#### [EXERCISE]
Print each record below character for character.

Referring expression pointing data

══════════════════════════════

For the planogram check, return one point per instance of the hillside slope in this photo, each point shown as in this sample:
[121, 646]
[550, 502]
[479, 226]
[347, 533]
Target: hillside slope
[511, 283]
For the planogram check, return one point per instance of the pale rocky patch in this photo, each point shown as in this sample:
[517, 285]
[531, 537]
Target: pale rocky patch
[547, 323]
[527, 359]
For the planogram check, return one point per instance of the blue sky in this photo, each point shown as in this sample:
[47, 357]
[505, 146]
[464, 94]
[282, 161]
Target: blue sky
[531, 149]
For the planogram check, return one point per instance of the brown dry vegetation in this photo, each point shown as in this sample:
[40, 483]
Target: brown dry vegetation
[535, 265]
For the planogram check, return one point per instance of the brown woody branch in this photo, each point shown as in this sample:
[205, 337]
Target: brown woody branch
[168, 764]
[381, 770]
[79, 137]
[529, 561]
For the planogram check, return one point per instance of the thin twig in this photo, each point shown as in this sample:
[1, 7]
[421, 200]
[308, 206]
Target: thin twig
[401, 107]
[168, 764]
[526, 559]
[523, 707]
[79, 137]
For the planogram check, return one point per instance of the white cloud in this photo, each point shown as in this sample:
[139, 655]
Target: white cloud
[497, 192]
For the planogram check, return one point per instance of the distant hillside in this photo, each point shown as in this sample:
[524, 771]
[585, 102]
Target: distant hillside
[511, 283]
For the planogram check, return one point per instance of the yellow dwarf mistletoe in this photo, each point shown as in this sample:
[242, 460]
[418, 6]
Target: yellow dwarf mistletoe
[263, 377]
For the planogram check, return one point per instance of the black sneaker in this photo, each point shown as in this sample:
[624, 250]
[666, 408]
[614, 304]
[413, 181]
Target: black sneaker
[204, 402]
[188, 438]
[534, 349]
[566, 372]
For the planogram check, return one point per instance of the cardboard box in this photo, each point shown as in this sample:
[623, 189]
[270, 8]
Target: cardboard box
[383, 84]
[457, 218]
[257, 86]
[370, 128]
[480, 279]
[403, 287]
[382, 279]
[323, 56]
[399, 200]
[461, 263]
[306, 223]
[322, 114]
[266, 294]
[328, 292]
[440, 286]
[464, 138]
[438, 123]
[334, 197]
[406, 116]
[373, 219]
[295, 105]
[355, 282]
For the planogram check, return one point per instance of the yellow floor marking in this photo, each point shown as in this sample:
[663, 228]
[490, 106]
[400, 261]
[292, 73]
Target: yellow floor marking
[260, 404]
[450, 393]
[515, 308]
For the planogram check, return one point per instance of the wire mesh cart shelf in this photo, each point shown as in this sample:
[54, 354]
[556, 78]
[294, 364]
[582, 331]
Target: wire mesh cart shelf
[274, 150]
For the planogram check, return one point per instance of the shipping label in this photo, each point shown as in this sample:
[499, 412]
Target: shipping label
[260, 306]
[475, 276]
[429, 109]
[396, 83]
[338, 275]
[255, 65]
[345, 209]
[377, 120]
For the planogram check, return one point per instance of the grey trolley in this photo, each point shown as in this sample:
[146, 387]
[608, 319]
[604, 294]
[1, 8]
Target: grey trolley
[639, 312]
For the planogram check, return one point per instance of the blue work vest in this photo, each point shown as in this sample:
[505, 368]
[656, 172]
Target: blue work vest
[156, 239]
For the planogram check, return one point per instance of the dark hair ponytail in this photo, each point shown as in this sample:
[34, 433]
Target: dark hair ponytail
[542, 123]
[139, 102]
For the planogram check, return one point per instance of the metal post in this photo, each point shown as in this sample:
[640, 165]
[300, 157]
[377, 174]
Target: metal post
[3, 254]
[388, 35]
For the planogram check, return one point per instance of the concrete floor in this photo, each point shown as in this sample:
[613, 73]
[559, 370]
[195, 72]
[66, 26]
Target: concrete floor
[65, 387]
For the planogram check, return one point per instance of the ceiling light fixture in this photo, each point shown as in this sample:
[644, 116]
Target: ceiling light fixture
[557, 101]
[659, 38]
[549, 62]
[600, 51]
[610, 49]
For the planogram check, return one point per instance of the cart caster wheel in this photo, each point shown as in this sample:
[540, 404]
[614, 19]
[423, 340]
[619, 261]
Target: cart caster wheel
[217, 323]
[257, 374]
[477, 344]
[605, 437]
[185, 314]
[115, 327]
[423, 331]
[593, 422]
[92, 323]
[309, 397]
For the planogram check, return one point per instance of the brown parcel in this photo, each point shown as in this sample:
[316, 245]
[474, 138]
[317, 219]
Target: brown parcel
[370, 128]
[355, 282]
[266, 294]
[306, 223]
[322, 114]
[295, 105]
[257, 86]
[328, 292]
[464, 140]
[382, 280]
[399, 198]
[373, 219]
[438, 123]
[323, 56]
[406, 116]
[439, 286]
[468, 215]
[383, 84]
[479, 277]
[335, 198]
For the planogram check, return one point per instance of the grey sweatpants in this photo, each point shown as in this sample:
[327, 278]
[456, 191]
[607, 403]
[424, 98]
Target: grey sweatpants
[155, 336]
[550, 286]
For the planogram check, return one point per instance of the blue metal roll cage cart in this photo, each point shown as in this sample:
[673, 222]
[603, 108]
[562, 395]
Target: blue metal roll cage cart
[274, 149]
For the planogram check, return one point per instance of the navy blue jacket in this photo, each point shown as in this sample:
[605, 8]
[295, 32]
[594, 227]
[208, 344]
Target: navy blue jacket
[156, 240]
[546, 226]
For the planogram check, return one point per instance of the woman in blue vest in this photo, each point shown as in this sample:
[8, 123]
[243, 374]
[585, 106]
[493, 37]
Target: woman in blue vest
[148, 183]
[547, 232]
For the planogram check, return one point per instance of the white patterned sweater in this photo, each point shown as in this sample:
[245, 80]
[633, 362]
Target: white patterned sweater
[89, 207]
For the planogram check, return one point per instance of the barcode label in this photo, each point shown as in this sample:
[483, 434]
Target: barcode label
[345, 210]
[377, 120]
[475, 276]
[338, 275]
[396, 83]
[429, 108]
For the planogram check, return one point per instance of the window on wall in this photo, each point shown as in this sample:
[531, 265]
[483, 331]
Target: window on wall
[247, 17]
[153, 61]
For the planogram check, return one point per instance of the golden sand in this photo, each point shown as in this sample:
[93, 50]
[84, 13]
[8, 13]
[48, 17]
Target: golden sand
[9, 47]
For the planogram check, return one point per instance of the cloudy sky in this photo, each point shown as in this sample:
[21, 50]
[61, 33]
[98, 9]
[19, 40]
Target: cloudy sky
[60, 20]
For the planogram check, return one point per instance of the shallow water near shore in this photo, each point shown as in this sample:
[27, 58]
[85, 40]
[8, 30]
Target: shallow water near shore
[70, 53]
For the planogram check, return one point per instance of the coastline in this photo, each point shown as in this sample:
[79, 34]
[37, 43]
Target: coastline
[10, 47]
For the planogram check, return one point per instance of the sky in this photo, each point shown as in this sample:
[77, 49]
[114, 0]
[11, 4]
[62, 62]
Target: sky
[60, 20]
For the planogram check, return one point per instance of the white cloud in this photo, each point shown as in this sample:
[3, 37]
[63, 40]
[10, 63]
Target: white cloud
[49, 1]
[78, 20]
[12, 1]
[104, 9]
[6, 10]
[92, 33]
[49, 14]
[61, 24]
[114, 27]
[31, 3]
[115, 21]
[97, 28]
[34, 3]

══════════════════════════════

#### [RESULT OF THE TASK]
For the planogram check, return one point per instance of the hillside slope in this photo, each point shown as in this sample:
[121, 646]
[550, 502]
[479, 226]
[347, 533]
Target: hillside slope
[511, 283]
For the planogram check, return one point per instance of the pale rocky patch in this photo, each point shown as in this sample:
[517, 285]
[531, 537]
Target: pale rocky patch
[547, 323]
[527, 359]
For the planogram check, return one point per instance of the blue sky in this photo, each point shown as in this sample:
[47, 357]
[505, 146]
[464, 94]
[282, 161]
Target: blue sky
[531, 149]
For the planogram check, return one point per instance of the brown dry vegetation in this photo, each point shown as in this sample:
[40, 483]
Target: brown dry vegetation
[535, 265]
For the planogram check, return one point per instance of the brown woody branch in this photo, each point shown as in this sample:
[205, 337]
Target: brown woody branch
[168, 764]
[381, 770]
[79, 137]
[529, 561]
For the planogram check, return one point per instance of the thin twig in this photo, each point shown as in this sample:
[1, 7]
[421, 200]
[308, 206]
Target: thin twig
[401, 107]
[168, 764]
[526, 559]
[523, 707]
[79, 137]
For the planogram check, return one point per instance of the white cloud in this photo, each point shown as in this sample:
[139, 655]
Target: white cloud
[497, 192]
For the planogram check, return one point per instance of the distant hillside in this photo, each point shown as in this sample:
[524, 771]
[585, 102]
Target: distant hillside
[511, 283]
For the planogram check, return one point per instance of the yellow dwarf mistletoe in this photo, each point shown as in this sample:
[242, 460]
[418, 6]
Target: yellow dwarf mistletoe
[263, 377]
For the planogram check, return one point per instance of the black sneaker in this photo, each point shown as in this sample:
[624, 250]
[666, 408]
[614, 304]
[413, 181]
Target: black sneaker
[204, 402]
[188, 438]
[534, 349]
[566, 372]
For the planogram check, return one point per instance of the cardboard box in this photo, each point shown as in this sample:
[623, 189]
[270, 8]
Target: cardboard box
[383, 84]
[457, 218]
[257, 86]
[370, 128]
[480, 279]
[403, 287]
[382, 279]
[323, 56]
[399, 200]
[461, 263]
[306, 223]
[322, 114]
[266, 294]
[328, 292]
[440, 286]
[464, 138]
[438, 123]
[334, 197]
[406, 116]
[373, 219]
[295, 105]
[355, 282]
For the planogram check, return one point per instance of the yellow floor marking in this photo, each point shown as in this sample:
[663, 228]
[490, 106]
[400, 261]
[292, 73]
Target: yellow floor marking
[260, 404]
[450, 393]
[515, 308]
For the planogram check, return one point per instance of the wire mesh cart shelf in this photo, each point shown as in this sample:
[54, 354]
[556, 78]
[294, 364]
[582, 331]
Target: wire mesh cart shelf
[274, 150]
For the planogram check, return one point per instance of the shipping label in this photo, each point shown as in this sample:
[499, 412]
Target: shipping label
[260, 306]
[475, 276]
[429, 109]
[396, 83]
[338, 275]
[255, 65]
[345, 209]
[377, 120]
For the planogram check, return one point per instance of the grey trolley in this photo, each point shown as in this sample:
[146, 387]
[608, 319]
[604, 294]
[1, 8]
Target: grey trolley
[639, 312]
For the planogram check, return one point per instance of the blue work vest in this photo, each point shown as in this sample:
[505, 368]
[656, 172]
Target: blue work vest
[156, 239]
For the planogram check, return one point per instance of the dark hair ponytail in this photo, each point shown as in this sample:
[34, 433]
Target: dark hair ponytail
[542, 123]
[139, 102]
For the planogram check, return one point per instance of the metal post in this photo, each point shown as in this sample:
[640, 165]
[300, 157]
[377, 174]
Target: metal post
[3, 254]
[388, 35]
For the planogram check, return one point per instance of the concrete floor in this photo, each point shown as in this sample:
[613, 73]
[559, 370]
[195, 72]
[66, 26]
Target: concrete floor
[65, 387]
For the planogram check, return one point per instance of the ceiling light fixture in this photo, each point shown as in this sample:
[644, 116]
Target: ceiling light fixture
[557, 101]
[659, 38]
[549, 62]
[600, 51]
[610, 49]
For the planogram check, return one point per instance of the cart caster wheel in this photo, each point shown as in this sample:
[540, 404]
[614, 19]
[423, 340]
[619, 261]
Target: cart caster wheel
[217, 323]
[257, 374]
[477, 344]
[605, 437]
[185, 314]
[115, 327]
[423, 331]
[593, 422]
[92, 323]
[309, 397]
For the planogram check, return one point per instance of the brown parcel in this photo, each point shown as in this sample:
[316, 245]
[474, 138]
[317, 219]
Target: brown parcel
[370, 128]
[355, 282]
[266, 294]
[306, 223]
[322, 114]
[295, 105]
[257, 86]
[328, 292]
[464, 140]
[382, 280]
[399, 198]
[373, 219]
[438, 123]
[323, 56]
[406, 116]
[439, 286]
[468, 215]
[383, 84]
[479, 277]
[335, 198]
For the planogram check, return one point per instance of the grey sweatpants in this photo, each point shown as in this sample:
[327, 278]
[456, 191]
[607, 403]
[424, 98]
Target: grey sweatpants
[155, 336]
[550, 286]
For the planogram check, return one point per instance of the blue metal roll cage cart in this photo, each point shown as in this sample:
[673, 222]
[603, 108]
[562, 395]
Target: blue metal roll cage cart
[274, 149]
For the planogram check, return one point per instance of the navy blue jacket in this photo, each point shown as in this sample:
[605, 8]
[295, 32]
[594, 227]
[208, 344]
Target: navy blue jacket
[156, 240]
[546, 226]
For the planogram check, return one point per instance of the woman in blue vest in this photo, each point shown as in this sample:
[8, 123]
[243, 374]
[585, 106]
[493, 37]
Target: woman in blue vest
[148, 183]
[547, 232]
For the planogram check, return one point per instance of the white patterned sweater in this photo, each point shown as in this sample:
[245, 80]
[633, 362]
Target: white patterned sweater
[89, 207]
For the planogram check, return one point per instance of the barcode label in this photo, each point shown as in this sample:
[483, 434]
Target: barcode label
[345, 210]
[377, 120]
[475, 276]
[338, 275]
[396, 83]
[429, 108]
For the planogram check, return one point per instance of the window on wall in this photo, each point shown as in this sample:
[531, 265]
[483, 331]
Target: window on wall
[247, 17]
[153, 61]
For the planogram check, return one point per instance of the golden sand in this photo, each point shown as in this sample:
[93, 50]
[84, 13]
[8, 13]
[48, 17]
Target: golden sand
[9, 47]
For the planogram check, return one point per instance of the cloudy sky in this photo, each point shown as in this sample:
[21, 50]
[61, 33]
[98, 9]
[19, 40]
Target: cloudy sky
[60, 20]
For the planogram check, return one point per instance of the shallow water near shore in this photo, each point shown as in this sample:
[27, 58]
[85, 40]
[8, 30]
Target: shallow water near shore
[70, 53]
For the planogram check, return one point per instance of the coastline in this photo, each point shown as in this sample:
[79, 34]
[37, 43]
Target: coastline
[10, 47]
For the planogram check, return one point per instance of the sky in this photo, each point shown as in this sample:
[77, 49]
[114, 0]
[11, 4]
[62, 62]
Target: sky
[60, 20]
For the planogram check, return one point per instance of the white cloud in this photo, each point shown as in this sample:
[3, 37]
[63, 40]
[10, 63]
Target: white cloud
[49, 1]
[78, 20]
[12, 1]
[104, 9]
[6, 10]
[92, 33]
[49, 14]
[61, 24]
[114, 27]
[31, 3]
[115, 21]
[97, 28]
[34, 3]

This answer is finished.